> **The request**:
Reproduce the material below verbatim, keeping every line unchanged and in its original order.

____________________

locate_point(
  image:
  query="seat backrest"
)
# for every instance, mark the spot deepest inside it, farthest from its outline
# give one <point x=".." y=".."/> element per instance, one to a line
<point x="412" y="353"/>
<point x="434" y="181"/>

____________________

> **Answer**:
locate_point(
  image:
  query="seat backrest"
)
# for every instance, mark the spot deepest inside it, farthest from its outline
# give one <point x=".." y=".."/> element per instance, one to a line
<point x="412" y="353"/>
<point x="434" y="181"/>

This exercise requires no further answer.